[Records from a data collection]

-----

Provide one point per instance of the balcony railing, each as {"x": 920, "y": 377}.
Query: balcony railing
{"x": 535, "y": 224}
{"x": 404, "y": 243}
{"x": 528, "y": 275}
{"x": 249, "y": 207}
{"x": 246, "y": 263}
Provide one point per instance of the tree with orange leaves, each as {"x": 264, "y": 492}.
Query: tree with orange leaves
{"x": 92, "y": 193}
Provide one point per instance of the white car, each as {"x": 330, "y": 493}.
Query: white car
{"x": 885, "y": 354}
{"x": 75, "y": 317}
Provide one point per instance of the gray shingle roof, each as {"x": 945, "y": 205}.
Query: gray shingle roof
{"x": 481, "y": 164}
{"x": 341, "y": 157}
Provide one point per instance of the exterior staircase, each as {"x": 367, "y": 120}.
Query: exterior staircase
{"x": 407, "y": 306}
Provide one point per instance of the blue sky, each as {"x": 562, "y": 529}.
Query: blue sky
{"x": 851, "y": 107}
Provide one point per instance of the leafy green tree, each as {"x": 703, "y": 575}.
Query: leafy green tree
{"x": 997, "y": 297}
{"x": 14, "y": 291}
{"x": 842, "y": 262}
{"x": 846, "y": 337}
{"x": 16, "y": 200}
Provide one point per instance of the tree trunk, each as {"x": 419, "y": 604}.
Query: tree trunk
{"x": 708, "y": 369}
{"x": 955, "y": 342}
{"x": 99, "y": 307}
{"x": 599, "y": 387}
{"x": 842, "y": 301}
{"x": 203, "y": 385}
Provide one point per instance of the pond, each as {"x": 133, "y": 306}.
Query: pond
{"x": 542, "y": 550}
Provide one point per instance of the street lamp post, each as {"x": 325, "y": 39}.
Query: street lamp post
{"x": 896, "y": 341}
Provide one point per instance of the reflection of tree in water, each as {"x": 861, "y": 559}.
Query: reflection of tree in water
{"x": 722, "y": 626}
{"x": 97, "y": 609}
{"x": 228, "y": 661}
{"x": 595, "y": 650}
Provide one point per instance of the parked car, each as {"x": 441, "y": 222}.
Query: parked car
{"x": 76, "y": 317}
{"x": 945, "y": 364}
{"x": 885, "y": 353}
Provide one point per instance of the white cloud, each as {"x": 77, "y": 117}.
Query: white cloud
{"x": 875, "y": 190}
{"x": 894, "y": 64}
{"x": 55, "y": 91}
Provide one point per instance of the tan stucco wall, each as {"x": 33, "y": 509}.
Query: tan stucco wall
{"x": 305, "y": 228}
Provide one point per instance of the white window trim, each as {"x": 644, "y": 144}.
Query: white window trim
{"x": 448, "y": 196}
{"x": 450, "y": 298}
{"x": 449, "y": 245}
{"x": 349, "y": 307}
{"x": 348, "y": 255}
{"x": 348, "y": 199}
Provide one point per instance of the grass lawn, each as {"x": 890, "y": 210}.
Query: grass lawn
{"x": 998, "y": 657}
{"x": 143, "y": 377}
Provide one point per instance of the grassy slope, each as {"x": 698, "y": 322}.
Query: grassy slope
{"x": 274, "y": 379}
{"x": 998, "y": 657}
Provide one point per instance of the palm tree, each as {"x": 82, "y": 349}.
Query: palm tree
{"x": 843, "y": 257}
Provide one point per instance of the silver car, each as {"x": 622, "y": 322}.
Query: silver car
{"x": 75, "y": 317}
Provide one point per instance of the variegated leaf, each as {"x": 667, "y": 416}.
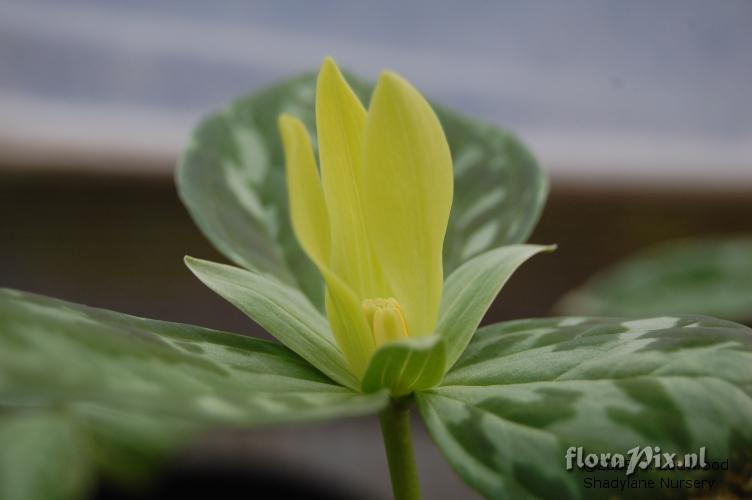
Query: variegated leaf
{"x": 470, "y": 290}
{"x": 525, "y": 391}
{"x": 705, "y": 275}
{"x": 282, "y": 311}
{"x": 139, "y": 387}
{"x": 43, "y": 456}
{"x": 231, "y": 178}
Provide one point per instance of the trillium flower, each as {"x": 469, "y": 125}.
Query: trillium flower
{"x": 374, "y": 215}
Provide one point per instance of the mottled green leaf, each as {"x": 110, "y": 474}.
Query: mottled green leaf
{"x": 470, "y": 290}
{"x": 525, "y": 391}
{"x": 281, "y": 310}
{"x": 138, "y": 386}
{"x": 231, "y": 178}
{"x": 707, "y": 276}
{"x": 406, "y": 366}
{"x": 42, "y": 457}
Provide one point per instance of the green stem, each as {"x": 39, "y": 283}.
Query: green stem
{"x": 395, "y": 427}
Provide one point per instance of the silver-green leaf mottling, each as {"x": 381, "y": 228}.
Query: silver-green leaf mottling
{"x": 524, "y": 391}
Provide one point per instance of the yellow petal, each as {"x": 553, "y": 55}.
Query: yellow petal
{"x": 310, "y": 222}
{"x": 407, "y": 194}
{"x": 340, "y": 120}
{"x": 308, "y": 212}
{"x": 351, "y": 331}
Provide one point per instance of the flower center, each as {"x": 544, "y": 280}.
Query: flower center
{"x": 386, "y": 320}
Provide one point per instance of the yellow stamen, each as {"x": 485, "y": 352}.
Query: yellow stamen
{"x": 386, "y": 319}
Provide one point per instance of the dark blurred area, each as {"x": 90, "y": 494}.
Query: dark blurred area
{"x": 639, "y": 111}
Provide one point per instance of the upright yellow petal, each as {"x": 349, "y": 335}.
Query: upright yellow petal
{"x": 340, "y": 121}
{"x": 310, "y": 222}
{"x": 308, "y": 212}
{"x": 407, "y": 195}
{"x": 345, "y": 314}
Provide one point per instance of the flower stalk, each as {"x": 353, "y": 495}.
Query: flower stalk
{"x": 398, "y": 443}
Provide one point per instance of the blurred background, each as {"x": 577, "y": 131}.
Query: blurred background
{"x": 640, "y": 112}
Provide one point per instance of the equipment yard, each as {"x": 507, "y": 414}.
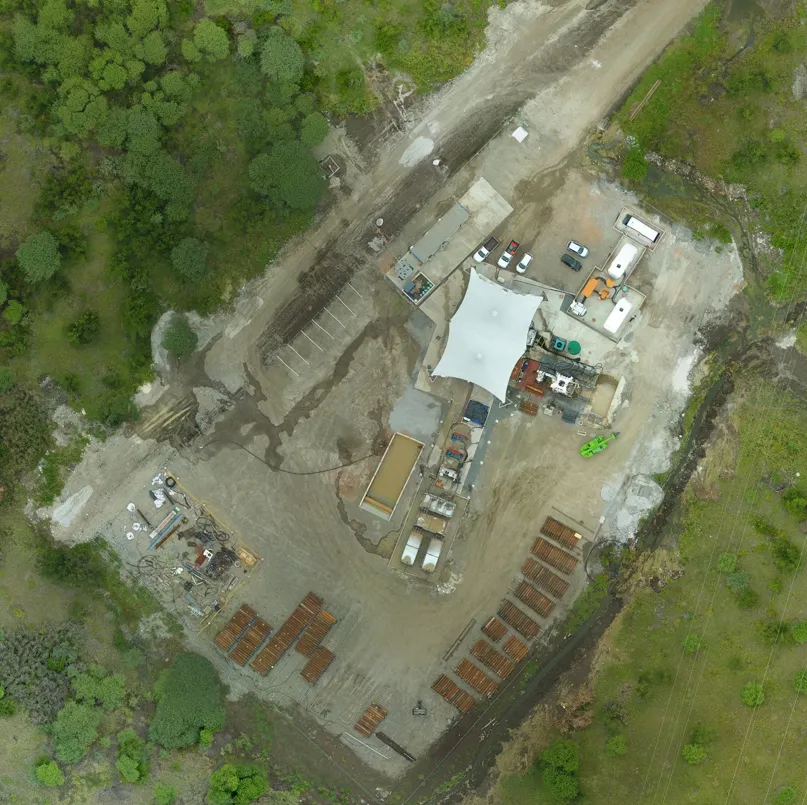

-----

- Your goal -
Find every line in the records above that contains the word "petal", matching case exactly, and copy each of those lines.

- Finished answer -
Provide one point per instance of the yellow petal, each as {"x": 553, "y": 55}.
Query: yellow petal
Provide one point per instance of the upright yellow petal, each as {"x": 349, "y": 335}.
Query: upright yellow petal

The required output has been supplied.